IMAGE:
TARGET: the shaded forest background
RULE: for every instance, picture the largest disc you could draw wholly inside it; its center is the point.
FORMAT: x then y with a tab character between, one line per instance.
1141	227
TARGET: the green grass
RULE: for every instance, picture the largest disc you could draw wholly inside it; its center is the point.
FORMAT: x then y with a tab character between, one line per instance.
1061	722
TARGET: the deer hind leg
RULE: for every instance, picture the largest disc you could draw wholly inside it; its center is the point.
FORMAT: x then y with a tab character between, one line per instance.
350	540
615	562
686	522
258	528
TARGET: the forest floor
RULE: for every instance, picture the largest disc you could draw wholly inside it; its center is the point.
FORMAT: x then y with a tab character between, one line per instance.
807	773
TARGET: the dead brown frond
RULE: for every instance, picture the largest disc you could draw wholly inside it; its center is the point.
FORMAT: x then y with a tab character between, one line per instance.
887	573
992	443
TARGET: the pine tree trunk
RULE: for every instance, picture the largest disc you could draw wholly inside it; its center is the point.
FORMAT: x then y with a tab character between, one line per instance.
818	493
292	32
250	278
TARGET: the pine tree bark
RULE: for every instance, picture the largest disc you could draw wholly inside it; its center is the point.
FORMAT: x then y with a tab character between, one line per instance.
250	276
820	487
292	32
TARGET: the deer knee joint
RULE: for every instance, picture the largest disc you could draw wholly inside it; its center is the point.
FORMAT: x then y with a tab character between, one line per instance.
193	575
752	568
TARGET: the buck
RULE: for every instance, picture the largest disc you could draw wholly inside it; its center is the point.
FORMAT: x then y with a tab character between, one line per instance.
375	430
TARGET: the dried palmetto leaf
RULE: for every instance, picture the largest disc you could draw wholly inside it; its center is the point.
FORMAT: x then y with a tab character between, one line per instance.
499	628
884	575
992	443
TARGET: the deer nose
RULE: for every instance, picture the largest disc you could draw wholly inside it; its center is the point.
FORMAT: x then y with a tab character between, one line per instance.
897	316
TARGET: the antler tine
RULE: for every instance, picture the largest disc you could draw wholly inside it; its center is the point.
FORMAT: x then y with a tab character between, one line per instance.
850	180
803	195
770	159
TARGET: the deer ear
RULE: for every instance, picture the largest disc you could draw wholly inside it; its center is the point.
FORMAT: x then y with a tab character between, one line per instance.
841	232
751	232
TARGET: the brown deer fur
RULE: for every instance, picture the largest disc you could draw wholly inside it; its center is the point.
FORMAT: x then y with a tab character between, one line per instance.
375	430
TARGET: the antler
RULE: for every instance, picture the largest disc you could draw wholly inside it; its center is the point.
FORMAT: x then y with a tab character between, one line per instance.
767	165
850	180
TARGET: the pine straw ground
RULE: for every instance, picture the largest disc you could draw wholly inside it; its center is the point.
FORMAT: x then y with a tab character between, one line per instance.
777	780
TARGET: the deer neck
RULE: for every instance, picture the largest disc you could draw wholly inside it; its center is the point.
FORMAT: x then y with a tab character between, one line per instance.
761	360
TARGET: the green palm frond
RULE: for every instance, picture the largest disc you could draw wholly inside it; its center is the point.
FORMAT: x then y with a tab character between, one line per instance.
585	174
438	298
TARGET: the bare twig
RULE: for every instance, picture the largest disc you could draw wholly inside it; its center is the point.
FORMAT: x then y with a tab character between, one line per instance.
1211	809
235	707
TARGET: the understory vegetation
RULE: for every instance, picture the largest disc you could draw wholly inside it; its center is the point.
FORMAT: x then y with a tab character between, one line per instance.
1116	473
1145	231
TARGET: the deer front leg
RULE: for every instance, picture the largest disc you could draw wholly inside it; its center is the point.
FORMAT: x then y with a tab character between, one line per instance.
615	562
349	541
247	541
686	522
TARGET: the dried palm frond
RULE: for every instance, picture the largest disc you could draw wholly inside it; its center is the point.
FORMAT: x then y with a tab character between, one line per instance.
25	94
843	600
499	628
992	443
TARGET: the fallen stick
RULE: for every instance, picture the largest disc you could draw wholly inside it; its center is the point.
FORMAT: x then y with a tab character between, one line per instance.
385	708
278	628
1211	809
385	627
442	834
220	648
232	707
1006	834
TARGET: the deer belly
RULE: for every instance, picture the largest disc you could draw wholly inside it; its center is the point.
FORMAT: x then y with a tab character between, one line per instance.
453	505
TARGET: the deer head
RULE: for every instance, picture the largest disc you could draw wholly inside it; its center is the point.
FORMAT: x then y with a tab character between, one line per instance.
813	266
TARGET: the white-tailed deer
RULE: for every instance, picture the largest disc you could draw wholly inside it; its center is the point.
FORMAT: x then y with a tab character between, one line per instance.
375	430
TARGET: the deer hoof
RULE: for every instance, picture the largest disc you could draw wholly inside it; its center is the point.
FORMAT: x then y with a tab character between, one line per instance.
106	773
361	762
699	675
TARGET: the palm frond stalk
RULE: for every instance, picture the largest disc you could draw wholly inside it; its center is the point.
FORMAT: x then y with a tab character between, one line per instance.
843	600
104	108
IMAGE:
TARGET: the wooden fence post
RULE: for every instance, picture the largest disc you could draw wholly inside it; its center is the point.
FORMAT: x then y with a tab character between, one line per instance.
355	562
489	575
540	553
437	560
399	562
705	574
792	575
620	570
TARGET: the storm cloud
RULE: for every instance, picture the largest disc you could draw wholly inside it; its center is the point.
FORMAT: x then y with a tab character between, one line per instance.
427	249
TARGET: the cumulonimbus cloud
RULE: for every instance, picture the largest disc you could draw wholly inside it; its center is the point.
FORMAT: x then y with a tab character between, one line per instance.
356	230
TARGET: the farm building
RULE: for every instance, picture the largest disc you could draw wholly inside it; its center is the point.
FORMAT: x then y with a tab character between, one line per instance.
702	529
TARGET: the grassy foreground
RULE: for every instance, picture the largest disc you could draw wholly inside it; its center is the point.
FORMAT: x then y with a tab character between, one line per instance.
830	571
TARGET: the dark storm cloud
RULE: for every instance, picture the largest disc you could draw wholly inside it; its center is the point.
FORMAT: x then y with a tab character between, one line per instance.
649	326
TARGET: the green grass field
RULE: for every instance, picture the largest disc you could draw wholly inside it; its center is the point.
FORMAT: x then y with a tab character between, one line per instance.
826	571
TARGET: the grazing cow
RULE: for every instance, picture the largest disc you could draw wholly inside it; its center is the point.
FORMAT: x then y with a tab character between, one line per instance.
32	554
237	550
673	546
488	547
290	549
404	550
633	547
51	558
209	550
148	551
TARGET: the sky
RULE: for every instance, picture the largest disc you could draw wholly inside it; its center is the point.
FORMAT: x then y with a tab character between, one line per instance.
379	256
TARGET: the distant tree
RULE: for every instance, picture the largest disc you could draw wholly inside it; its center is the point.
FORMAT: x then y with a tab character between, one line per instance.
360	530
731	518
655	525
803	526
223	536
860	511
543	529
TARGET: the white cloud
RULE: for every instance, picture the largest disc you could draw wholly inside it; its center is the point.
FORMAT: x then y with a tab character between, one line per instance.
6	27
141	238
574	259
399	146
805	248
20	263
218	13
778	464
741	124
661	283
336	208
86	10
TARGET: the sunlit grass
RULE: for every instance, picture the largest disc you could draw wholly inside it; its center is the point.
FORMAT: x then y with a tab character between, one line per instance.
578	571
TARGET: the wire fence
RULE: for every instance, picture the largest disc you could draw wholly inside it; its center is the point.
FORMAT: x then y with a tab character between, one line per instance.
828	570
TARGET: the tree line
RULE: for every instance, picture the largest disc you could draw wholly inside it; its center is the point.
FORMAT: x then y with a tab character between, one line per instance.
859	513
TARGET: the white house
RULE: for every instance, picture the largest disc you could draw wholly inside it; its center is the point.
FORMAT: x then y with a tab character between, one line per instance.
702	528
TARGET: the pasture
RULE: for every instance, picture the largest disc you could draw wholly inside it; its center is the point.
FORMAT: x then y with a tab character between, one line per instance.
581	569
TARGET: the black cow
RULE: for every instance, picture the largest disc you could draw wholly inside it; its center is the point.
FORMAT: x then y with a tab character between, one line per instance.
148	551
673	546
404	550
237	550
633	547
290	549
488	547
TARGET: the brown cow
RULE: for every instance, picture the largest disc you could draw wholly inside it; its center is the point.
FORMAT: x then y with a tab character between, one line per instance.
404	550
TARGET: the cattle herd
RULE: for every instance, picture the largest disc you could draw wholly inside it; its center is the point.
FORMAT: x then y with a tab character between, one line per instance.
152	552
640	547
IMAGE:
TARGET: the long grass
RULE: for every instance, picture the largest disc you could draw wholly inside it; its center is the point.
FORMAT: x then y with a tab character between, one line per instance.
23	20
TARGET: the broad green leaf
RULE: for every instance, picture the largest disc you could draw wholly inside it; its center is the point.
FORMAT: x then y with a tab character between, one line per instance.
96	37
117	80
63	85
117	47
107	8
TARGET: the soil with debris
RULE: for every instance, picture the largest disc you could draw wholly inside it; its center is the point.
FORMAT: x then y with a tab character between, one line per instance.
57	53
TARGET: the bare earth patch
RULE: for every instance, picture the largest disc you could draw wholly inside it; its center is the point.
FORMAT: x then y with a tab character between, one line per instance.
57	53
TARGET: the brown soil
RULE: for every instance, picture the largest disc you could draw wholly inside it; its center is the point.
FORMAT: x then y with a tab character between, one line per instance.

=====

→ **PROBLEM STATEMENT**: Wherever the string "brown" is found in the entries, copy the line it sits in.

→ **ANSWER BELOW**:
TARGET: the dead brown frond
TARGET: the brown deer fur
TARGET: the brown cow
TARGET: the brown soil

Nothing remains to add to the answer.